### Selected extract
####################

In early 2024, OpenAI CEO Sam Altman predicted there would be a “one-person billion-dollar company, which would’ve been unimaginable without AI, and now it will happen.” Several media outlets recently concluded that the prediction came true (albeit with two employees). But the story looks less promising upon deeper inspection.
Retain Healthy Skepticism When Faced With AI Miracles
Last week, The New York Times published a fawning article about MEDVi, a telehealth provider of GLP-1 weight-loss drugs: “A $1.8 billion company with just two employees? In the age of AI, it’s increasingly possible.” The next day, MEDVi Founder Matthew Gallagher posted, “I’ve been quietly building the fastest-growing company in history.” Inc. chimed in: “MEDVi’s growth underscores a broader shift in business, one away from human collaboration and toward a technological dependence.” In just two days, the wave of hype turned into a sudden tsunami, implicitly claiming that AI had rendered human labor nearly obsolete.
But this AI success story quickly came under scrutiny via worrisome:
Allegations of misleading AI-generated marketing. The Decoder reported, “MEDVi apparently also used AI to create ethically questionable advertising, fake doctor profiles on social media, fabricated videos, and generated before-and-after comparisons.” Futurism had already reported (back in 2025): “None of these alleged patients are real […] the before-and-after photos, more insidiously, are eerily convincing deepfakes.” This isn’t the kind of AI MEDVi’s story of efficiency and employee replacement relies on. It’s ethically questionable and deceptive.
Allegations of FDA violations. The FDA sent a Warning Letter detailing concerns about compliance with its rules. These include deceptive product labeling, in which MEDVi listed itself as the drug compounder (but isn’t); unauthorized claims of equivalence between compounded drugs and brand-name GLP-1s (which hasn’t been established by FDA testing); and inappropriate distribution via interstate commerce. Drug Discovery & Development summed up the FDA letter: “The agency warned that failure to fix the violations could lead to seizure or injunction.” FDA oversight threatens to undermine the company’s business model or even its licensing.

####################

### Available data
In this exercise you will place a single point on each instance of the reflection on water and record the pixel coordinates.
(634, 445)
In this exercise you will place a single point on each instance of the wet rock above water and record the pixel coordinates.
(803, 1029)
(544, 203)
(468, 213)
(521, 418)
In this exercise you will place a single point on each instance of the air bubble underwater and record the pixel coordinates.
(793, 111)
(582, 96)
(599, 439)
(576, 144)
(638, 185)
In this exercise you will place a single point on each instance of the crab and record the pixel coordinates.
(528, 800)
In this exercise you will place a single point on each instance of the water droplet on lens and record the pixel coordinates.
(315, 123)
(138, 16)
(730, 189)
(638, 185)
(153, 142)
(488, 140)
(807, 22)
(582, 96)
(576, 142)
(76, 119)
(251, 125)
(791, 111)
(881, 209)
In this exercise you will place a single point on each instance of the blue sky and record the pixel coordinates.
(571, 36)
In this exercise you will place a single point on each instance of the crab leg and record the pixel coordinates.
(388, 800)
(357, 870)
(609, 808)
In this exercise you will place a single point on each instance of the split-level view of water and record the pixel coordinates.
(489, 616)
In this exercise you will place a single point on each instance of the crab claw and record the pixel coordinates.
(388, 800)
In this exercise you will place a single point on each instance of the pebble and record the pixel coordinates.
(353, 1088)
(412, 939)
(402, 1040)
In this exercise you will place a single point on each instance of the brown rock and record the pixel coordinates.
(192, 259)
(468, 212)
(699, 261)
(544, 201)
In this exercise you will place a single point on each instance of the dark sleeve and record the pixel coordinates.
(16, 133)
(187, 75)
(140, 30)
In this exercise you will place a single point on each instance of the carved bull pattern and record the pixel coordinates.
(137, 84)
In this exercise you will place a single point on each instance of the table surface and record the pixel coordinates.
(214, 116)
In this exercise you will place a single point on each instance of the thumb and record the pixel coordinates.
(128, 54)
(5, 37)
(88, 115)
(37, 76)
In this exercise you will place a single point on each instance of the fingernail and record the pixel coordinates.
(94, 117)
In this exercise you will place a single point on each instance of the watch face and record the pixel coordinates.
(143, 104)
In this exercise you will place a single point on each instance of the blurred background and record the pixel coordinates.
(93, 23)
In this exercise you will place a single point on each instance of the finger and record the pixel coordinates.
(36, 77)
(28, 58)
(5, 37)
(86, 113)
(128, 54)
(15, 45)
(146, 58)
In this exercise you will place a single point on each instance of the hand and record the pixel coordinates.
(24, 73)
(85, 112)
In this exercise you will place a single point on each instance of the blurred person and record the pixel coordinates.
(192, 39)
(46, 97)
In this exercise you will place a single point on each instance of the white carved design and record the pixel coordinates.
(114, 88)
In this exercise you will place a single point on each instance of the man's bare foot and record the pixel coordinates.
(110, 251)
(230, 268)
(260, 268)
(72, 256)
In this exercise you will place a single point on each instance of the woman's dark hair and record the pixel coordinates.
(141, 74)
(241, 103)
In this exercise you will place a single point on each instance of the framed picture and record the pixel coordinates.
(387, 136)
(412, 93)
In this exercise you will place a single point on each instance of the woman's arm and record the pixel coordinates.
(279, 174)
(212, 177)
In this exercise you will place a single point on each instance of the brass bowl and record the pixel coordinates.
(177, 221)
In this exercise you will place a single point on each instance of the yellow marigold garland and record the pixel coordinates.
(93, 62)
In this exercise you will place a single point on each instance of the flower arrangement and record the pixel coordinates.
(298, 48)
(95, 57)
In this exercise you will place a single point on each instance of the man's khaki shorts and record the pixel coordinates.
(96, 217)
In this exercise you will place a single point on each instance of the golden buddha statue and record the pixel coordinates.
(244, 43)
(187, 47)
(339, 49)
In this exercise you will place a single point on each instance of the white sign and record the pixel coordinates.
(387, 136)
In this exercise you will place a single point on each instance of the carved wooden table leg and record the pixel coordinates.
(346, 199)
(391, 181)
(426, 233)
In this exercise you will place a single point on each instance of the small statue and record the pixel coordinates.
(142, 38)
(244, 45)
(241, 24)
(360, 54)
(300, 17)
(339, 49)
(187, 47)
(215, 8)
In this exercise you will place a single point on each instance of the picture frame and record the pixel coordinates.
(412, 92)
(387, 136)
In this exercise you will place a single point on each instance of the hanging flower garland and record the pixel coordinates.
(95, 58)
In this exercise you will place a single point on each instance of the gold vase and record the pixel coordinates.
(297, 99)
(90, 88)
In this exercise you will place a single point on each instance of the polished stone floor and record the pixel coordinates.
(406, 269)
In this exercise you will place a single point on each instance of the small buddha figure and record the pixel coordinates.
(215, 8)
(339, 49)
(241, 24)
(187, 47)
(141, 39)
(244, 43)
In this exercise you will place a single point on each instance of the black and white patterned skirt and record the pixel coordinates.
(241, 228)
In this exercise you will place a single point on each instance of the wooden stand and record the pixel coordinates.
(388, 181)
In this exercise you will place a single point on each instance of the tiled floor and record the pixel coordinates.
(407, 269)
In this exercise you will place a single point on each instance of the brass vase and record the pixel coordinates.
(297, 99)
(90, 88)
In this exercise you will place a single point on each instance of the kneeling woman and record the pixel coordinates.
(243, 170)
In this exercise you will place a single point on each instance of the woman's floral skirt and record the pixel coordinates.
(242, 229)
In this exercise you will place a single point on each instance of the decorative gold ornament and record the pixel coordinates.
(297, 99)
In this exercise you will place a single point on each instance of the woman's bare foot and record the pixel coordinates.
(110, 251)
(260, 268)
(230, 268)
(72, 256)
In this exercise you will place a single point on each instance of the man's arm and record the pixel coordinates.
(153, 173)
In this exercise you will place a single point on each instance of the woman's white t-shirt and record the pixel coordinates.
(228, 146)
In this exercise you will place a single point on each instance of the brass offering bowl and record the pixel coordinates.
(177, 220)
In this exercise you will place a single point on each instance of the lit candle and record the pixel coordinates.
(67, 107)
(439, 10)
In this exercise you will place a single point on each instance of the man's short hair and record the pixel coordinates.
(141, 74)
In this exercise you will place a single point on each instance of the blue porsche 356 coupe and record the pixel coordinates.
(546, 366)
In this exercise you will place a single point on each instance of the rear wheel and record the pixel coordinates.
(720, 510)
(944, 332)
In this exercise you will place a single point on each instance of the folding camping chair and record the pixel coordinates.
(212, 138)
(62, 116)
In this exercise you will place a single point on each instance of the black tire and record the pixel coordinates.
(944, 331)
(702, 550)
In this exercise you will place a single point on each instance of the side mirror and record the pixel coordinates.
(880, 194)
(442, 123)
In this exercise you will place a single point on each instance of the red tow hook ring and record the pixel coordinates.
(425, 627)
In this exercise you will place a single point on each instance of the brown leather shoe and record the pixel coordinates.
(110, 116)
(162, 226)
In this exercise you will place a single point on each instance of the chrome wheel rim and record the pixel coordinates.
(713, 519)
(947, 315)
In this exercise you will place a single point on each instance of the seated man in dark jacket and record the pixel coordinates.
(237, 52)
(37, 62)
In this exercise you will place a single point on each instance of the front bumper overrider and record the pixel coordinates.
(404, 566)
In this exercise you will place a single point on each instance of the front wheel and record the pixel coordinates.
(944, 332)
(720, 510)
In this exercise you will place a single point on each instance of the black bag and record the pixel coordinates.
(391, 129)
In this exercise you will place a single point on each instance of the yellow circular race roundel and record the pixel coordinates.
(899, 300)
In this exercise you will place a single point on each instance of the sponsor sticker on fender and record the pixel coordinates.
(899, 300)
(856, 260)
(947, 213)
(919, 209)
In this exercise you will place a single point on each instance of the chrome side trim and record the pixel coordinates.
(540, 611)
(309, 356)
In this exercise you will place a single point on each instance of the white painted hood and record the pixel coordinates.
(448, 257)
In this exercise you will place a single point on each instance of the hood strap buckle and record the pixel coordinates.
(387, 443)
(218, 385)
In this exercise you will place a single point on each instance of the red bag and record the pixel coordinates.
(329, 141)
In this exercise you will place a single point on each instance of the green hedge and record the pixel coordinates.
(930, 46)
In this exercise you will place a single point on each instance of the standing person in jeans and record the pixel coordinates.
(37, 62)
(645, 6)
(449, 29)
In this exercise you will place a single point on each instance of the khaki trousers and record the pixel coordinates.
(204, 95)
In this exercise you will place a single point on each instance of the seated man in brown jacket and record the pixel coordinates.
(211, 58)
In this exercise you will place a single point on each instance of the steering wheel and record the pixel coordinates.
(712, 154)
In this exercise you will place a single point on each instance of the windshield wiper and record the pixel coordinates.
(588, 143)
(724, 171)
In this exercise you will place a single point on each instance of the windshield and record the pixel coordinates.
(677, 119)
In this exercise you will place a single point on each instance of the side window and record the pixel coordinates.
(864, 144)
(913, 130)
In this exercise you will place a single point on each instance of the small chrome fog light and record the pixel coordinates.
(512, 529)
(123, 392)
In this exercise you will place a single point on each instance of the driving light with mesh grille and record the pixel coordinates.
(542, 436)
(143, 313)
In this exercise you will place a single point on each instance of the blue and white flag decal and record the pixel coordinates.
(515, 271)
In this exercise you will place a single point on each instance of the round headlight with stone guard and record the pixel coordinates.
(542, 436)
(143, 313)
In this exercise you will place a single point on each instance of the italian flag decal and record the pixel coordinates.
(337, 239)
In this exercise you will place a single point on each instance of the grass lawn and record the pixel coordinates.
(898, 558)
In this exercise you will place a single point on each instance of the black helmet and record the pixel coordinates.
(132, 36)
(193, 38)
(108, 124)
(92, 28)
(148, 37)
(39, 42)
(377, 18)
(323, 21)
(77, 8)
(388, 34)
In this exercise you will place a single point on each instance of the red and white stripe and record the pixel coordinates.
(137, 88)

####################

### Assigned task 1
In the MEDVi article, rewrite the part that opens with "Allegations of FDA" and closes with "even its licensing.", replacing "Warning Letter" with "formal notice".
### Assigned task 2
Pick up the article on MEDVi and the AI hype around it where its text stops, and carry it forward.

### Expected answer 1
Allegations of FDA violations. The FDA sent a formal notice detailing concerns about compliance with its rules. These include deceptive product labeling, in which MEDVi listed itself as the drug compounder (but isn’t); unauthorized claims of equivalence between compounded drugs and brand-name GLP-1s (which hasn’t been established by FDA testing); and inappropriate distribution via interstate commerce. Drug Discovery & Development summed up the FDA letter: “The agency warned that failure to fix the violations could lead to seizure or injunction.” FDA oversight threatens to undermine the company’s business model or even its licensing.

### Expected answer 2
AI Isn’t Magic — Exercise Your AIQ When Evaluating AI Business Stories
We’ll see how the MEDVi saga turns out, but the story reminds us that AI isn’t magic. Rather, it’s a tool that has still yet to realize its full potential in driving business results. Much like recent stories about Block and Oracle “replacing employees with AI,” the MEDVi story doesn’t stand up to careful scrutiny.
With Block and Oracle, there’s a hidden sleight of hand at work: When technology companies lay off employees to invest in AI infrastructure, we hear that “AI replaced employees.” By contrast — when AI truly replaces employees — the day after a layoff, AI performs the work done by humans the day before. This is rare; even big tech firms don’t have mature AI agents that can take on the myriad tasks of dozens of different types of jobs that get eliminated in large-scale RIFs. Yet conflating the two sounds better than “We cut jobs to save money we plan to invest elsewhere.”
So what can you do to avoid falling prey to deceptive AI stories? First, wait for more details to emerge. If it sounds too good to be true, it might well be. You should also:
Invest in and exercise your AIQ. Forrester’s AIQ, the artificial intelligence quotient, is a measure of readiness: Do we, and our employees, possess understanding, skills, and ethics to succeed in a world of AI? Most of us still aren’t ready to use AI, nor to understand business stories about AI, it turns out.
Focus on your own AI voyage. Ultimately, media stories matter far less than investing in yourself and your teams. Progress on your AI voyage by cultivating the key traits (which include a high AIQ) that drive success, then asking the right questions about why, when, and where to use AI, along with how to scale it. Your voyage might not be miraculous, but it will be real.